Comme ailleurs, le symptôme du fissurage de l'édifice
est sans doute l'opacité croissante du fonctionnement,
couvert par une langue de bois. La clé principale d'une
relance se trouve donc en partie au moins du côté
de la transparence, devenue périlleuse dans les années
1980 aux yeux de la majorité au fur et à mesure
que décroissaient les ressources et que chacun essayait
de préserver sa part et sa retraite.
Il me semble que cette stratégie est maintenant épuisée.
Ce n'est plus qu'une question de mois - au maximum deux ans -
avant que n'arrive un sérieux moment de vérité.
Il faudrait s'y préparer en se désencrassant quelque
peu, par nous-mêmes.

━━━━━━━━━━━━━━━━━━━━━━━━━━━━━━

Rédigez la suite de l'extrait sur l'opacité et la transparence en commençant juste après sa dernière phrase.

━━━━━━━━━━━━━━━━━━━━━━━━━━━━━━

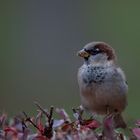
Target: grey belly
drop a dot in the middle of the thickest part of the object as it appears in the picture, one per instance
(101, 98)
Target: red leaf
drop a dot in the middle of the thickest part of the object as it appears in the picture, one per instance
(136, 132)
(92, 124)
(138, 122)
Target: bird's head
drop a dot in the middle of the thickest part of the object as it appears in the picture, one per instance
(97, 52)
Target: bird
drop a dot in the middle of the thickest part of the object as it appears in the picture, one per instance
(102, 83)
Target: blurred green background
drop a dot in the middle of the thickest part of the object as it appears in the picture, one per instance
(38, 45)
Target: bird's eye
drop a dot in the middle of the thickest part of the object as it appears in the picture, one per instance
(93, 51)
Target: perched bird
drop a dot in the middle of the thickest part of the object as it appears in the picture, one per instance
(102, 83)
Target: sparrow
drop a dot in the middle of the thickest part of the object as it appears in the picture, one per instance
(102, 83)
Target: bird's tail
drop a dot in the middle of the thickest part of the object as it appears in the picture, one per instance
(119, 121)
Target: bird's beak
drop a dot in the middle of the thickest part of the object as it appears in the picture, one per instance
(83, 53)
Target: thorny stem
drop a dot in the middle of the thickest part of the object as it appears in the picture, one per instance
(79, 111)
(48, 132)
(29, 120)
(40, 108)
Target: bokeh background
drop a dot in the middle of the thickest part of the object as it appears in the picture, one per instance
(38, 45)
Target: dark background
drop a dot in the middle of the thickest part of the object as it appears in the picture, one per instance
(38, 45)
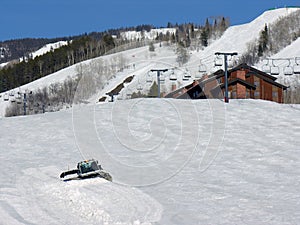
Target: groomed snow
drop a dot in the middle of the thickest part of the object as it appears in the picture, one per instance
(252, 178)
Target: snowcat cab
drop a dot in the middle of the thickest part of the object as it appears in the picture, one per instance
(87, 169)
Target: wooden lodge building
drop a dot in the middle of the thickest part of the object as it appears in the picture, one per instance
(243, 82)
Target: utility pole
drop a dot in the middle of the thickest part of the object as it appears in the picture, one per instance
(226, 99)
(158, 80)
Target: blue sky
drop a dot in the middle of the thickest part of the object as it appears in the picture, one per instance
(57, 18)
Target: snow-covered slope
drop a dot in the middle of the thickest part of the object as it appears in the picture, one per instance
(151, 35)
(140, 61)
(188, 164)
(46, 48)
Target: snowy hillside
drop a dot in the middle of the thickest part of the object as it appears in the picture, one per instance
(172, 162)
(151, 35)
(140, 61)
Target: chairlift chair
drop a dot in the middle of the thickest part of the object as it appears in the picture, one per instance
(218, 61)
(274, 69)
(296, 68)
(288, 70)
(266, 69)
(173, 77)
(149, 78)
(162, 78)
(6, 97)
(202, 68)
(139, 87)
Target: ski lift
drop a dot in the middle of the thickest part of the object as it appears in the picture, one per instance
(6, 97)
(231, 61)
(266, 68)
(296, 67)
(19, 101)
(202, 68)
(274, 69)
(185, 78)
(173, 77)
(288, 70)
(218, 61)
(139, 87)
(149, 78)
(162, 78)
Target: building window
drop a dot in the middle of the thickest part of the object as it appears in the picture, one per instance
(247, 93)
(233, 94)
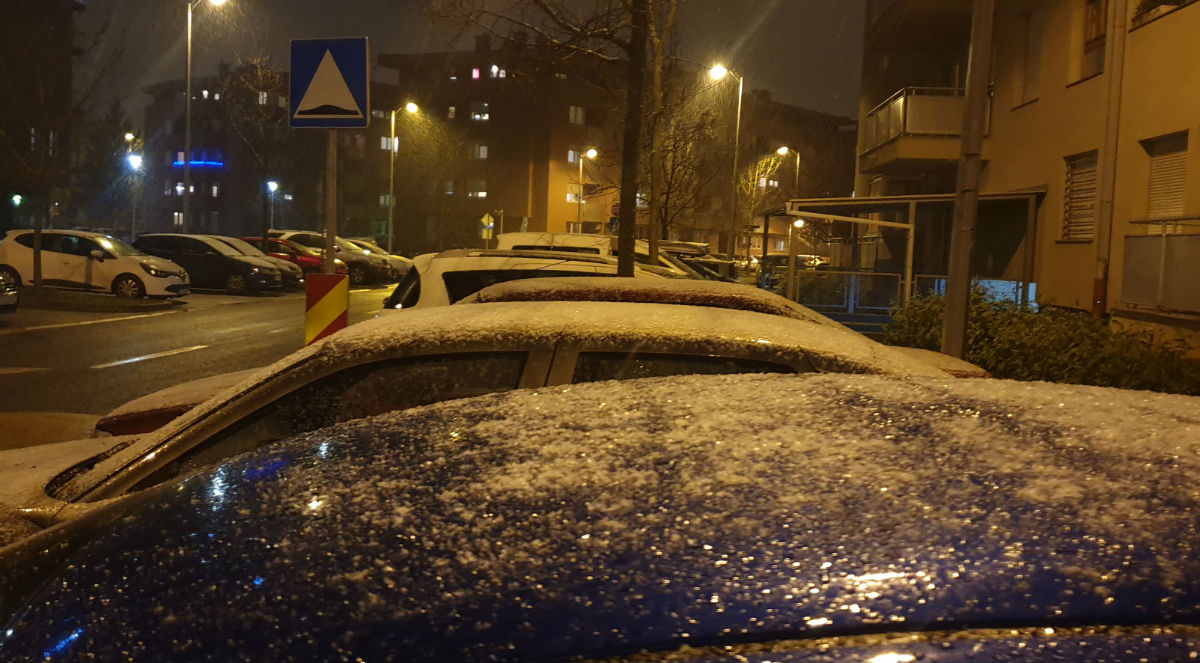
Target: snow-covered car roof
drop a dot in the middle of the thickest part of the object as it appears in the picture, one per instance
(685, 292)
(642, 517)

━━━━━━━━━━━━━━━━━━━━━━━━━━━━━━

RÉSULTAT CI-DESSOUS ▸
RÉPONSE AU RECTEUR
Monsieur le recteur, nous avons pris connaissance de votre
lettre publiée dans le journal Au fil des événements
du 13 décembre dernier. Encore une fois, nous n'avons pas
été surpris par le contenu de votre message: il
y en a supposément pour tout le monde, en particulier pour
les professeurs qui, effectivement ont vu leurs tâches s'alourdir.
Mais, comme à l'habitude, le personnel de soutien que nous
représentons a été complètement oublié
sauf si ce n'est que pour une simple formule de politesse.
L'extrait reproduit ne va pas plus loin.